Australia is almost unique amongst Western nations in its lack of any entrenched human rights. We have no bill of rights, nor is there any regional human rights body (such as the European Court of Human Rights) that we can turn to for assistance. Despite recent advances in our domestic jurisprudence on human rights , the situation remains that Australia's international human rights obligations are not a part of our domestic law, and they can readily be displaced by unambiguous Parliamentary intention.  So, in a climate where the protection of human rights is left to the government of the day which all too often makes decisions based on political expediency and crude majoritarianism, the protection of the rights of vulnerable people has become extremely problematic.
In this climate, it is not surprising that those seeking to protect human rights have begun to look elsewhere and, in the absence of any effective domestic human rights law, the international sphere is becoming increasingly attractive.
This paper will consider one of the options for persons in Australia who seek protection of their human rights, by using the mechanisms set up under the United Nations treaty processes. Several of the most important international human rights treaties have procedures by which an individual can make a complaint and obtain a non-binding opinion as to whether or not there has been a breach of human rights. While far from providing an adequate substitute for entrenched human rights under domestic law, it does at least provide somewhere to go for those affected by government conduct.

_ _ _ _ _

▶ [Exercise objective] Quote the passage on Australia and human rights word for word, beginning at the words "Australia is almost" and stopping after "become extremely problematic.". The lines that come after this text have no connection to it.

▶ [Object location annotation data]
_ _ _ _ _

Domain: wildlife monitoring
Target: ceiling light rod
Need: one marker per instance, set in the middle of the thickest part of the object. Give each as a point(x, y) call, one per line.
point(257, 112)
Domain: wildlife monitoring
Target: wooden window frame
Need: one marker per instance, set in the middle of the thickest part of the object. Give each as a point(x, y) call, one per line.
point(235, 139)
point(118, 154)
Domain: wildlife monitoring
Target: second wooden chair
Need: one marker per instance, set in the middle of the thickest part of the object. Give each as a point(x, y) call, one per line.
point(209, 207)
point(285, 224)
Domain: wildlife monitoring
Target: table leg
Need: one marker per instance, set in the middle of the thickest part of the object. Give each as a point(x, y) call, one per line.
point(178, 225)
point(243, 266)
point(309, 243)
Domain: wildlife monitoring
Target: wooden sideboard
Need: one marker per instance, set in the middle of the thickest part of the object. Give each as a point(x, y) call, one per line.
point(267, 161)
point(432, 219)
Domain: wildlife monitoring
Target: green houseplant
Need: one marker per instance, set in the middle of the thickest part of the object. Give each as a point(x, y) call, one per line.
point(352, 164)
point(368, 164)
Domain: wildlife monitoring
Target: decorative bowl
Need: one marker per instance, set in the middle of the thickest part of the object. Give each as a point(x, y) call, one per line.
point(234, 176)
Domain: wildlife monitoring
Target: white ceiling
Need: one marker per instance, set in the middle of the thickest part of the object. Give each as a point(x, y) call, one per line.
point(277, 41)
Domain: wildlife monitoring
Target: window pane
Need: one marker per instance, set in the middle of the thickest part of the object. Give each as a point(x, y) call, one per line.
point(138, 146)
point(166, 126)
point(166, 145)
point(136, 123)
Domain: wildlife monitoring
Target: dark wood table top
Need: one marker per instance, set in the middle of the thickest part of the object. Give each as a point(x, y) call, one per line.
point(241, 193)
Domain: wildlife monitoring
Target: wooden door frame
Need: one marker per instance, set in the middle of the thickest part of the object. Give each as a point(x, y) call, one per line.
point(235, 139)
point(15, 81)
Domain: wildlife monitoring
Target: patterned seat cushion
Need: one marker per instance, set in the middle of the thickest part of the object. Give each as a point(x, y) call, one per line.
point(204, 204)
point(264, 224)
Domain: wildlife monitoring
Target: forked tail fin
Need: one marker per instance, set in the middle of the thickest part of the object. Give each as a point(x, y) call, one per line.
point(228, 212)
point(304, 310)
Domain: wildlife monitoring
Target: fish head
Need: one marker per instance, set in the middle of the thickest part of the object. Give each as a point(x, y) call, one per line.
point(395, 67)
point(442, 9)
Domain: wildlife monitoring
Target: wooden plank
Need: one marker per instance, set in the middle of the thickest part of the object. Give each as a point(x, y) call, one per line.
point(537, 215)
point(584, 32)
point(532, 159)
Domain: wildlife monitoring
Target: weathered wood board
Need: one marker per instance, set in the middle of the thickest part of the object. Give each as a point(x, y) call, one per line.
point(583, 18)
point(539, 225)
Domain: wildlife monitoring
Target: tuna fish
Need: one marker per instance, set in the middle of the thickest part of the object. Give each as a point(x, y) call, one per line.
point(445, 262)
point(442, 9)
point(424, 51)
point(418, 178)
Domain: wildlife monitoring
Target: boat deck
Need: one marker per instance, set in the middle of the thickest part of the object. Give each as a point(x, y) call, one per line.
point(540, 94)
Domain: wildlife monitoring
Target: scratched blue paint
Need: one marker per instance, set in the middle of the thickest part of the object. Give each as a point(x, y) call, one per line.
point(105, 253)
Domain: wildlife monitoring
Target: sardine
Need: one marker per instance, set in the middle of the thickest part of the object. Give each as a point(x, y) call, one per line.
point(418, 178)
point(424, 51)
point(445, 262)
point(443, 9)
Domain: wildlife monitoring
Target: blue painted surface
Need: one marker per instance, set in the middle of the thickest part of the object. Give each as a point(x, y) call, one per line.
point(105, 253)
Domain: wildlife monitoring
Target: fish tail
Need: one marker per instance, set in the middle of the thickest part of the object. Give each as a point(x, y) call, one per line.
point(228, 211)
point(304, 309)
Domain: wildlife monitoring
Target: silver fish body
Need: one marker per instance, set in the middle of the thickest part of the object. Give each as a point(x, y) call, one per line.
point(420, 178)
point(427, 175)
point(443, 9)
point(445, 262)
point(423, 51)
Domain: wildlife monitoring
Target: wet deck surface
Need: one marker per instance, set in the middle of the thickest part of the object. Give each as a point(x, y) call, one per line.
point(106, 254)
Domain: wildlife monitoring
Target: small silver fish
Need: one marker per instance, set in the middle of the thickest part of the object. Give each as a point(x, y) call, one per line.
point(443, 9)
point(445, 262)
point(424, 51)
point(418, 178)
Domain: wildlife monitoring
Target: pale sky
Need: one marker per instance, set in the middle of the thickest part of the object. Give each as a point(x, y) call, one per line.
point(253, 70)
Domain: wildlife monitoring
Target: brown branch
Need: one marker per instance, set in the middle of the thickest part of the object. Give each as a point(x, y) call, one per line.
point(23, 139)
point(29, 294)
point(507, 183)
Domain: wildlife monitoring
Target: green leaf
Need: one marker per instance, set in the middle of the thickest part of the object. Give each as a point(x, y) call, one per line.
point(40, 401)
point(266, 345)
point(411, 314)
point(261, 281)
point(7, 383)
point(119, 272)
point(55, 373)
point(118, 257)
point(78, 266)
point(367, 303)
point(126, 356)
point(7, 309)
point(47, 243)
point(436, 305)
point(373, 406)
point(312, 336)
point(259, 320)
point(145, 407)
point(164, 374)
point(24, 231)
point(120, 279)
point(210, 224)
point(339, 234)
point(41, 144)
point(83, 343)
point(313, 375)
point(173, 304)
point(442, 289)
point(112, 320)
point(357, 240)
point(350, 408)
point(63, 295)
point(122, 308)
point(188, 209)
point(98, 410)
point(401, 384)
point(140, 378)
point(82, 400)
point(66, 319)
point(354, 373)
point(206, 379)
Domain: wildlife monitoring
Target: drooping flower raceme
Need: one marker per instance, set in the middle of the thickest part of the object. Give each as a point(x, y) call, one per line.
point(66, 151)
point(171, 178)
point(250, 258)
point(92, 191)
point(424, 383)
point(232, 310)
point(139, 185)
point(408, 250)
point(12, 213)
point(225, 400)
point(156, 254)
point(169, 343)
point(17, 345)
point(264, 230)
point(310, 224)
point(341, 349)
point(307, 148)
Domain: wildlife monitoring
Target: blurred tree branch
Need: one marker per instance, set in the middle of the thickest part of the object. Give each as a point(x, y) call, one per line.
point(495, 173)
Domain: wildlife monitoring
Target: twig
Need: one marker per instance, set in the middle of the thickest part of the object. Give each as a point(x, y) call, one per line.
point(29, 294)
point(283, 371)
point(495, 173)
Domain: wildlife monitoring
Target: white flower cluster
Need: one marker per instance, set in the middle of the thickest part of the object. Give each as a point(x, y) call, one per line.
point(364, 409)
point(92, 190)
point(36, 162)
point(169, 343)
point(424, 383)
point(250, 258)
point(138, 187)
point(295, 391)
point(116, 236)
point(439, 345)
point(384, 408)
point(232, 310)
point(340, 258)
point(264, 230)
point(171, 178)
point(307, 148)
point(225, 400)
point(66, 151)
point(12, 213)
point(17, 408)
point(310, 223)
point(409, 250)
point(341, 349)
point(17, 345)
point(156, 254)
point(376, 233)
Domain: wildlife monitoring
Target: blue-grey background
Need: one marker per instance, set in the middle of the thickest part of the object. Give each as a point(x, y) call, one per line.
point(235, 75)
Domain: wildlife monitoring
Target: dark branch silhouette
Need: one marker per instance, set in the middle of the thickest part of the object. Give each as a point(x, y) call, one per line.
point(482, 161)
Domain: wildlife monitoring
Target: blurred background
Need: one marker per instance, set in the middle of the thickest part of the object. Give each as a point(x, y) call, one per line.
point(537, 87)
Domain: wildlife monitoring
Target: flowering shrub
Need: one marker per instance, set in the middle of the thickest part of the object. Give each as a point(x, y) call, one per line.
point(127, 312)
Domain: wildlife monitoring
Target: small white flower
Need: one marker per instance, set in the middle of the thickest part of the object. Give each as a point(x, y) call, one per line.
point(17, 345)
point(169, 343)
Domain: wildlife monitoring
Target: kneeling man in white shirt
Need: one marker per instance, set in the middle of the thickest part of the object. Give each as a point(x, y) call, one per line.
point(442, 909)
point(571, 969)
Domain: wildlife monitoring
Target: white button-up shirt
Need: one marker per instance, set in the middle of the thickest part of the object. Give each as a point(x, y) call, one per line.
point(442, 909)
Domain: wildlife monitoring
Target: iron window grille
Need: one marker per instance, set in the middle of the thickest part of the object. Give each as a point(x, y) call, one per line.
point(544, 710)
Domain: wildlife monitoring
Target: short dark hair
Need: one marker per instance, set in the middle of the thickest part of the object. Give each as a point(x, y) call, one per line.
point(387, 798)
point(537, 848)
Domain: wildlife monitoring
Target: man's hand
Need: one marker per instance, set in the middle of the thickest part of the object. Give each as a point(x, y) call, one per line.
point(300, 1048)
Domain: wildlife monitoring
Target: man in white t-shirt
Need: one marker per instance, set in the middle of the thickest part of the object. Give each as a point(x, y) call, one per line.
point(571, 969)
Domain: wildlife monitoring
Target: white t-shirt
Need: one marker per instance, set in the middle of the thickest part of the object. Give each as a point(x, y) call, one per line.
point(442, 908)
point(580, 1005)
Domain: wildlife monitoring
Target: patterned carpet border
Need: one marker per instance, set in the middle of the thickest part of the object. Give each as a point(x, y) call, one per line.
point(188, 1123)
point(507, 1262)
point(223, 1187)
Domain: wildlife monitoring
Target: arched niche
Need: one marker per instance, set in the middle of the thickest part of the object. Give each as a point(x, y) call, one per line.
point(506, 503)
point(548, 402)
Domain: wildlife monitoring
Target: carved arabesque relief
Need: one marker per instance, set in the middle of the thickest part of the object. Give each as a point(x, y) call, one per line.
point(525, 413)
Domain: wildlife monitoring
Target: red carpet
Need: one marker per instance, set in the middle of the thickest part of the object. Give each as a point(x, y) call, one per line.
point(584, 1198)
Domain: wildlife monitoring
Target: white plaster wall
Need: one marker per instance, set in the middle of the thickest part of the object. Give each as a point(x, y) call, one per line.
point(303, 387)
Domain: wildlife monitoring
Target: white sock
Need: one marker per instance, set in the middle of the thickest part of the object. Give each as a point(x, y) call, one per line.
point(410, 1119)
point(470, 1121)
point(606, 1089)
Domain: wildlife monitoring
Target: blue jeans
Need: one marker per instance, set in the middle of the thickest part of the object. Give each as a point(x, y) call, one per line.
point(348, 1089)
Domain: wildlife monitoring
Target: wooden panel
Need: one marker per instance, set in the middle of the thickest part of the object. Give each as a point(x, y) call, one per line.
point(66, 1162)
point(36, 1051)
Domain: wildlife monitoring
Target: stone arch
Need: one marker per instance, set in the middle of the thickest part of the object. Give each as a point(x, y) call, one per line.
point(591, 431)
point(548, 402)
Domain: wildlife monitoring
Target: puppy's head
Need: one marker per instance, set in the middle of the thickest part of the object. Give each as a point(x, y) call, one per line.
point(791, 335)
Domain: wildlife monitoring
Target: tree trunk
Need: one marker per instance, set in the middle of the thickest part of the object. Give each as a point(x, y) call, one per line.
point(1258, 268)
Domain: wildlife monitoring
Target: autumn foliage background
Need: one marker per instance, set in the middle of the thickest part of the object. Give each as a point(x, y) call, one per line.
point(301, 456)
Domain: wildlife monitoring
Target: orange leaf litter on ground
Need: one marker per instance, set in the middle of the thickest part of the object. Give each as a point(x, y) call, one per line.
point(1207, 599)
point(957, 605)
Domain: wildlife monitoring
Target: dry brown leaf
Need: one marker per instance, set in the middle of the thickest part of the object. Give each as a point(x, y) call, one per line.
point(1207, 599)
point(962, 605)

_ _ _ _ _

▶ [Answer for this exercise]
Australia is almost unique amongst Western nations in its lack of any entrenched human rights. We have no bill of rights, nor is there any regional human rights body (such as the European Court of Human Rights) that we can turn to for assistance. Despite recent advances in our domestic jurisprudence on human rights , the situation remains that Australia's international human rights obligations are not a part of our domestic law, and they can readily be displaced by unambiguous Parliamentary intention.  So, in a climate where the protection of human rights is left to the government of the day which all too often makes decisions based on political expediency and crude majoritarianism, the protection of the rights of vulnerable people has become extremely problematic.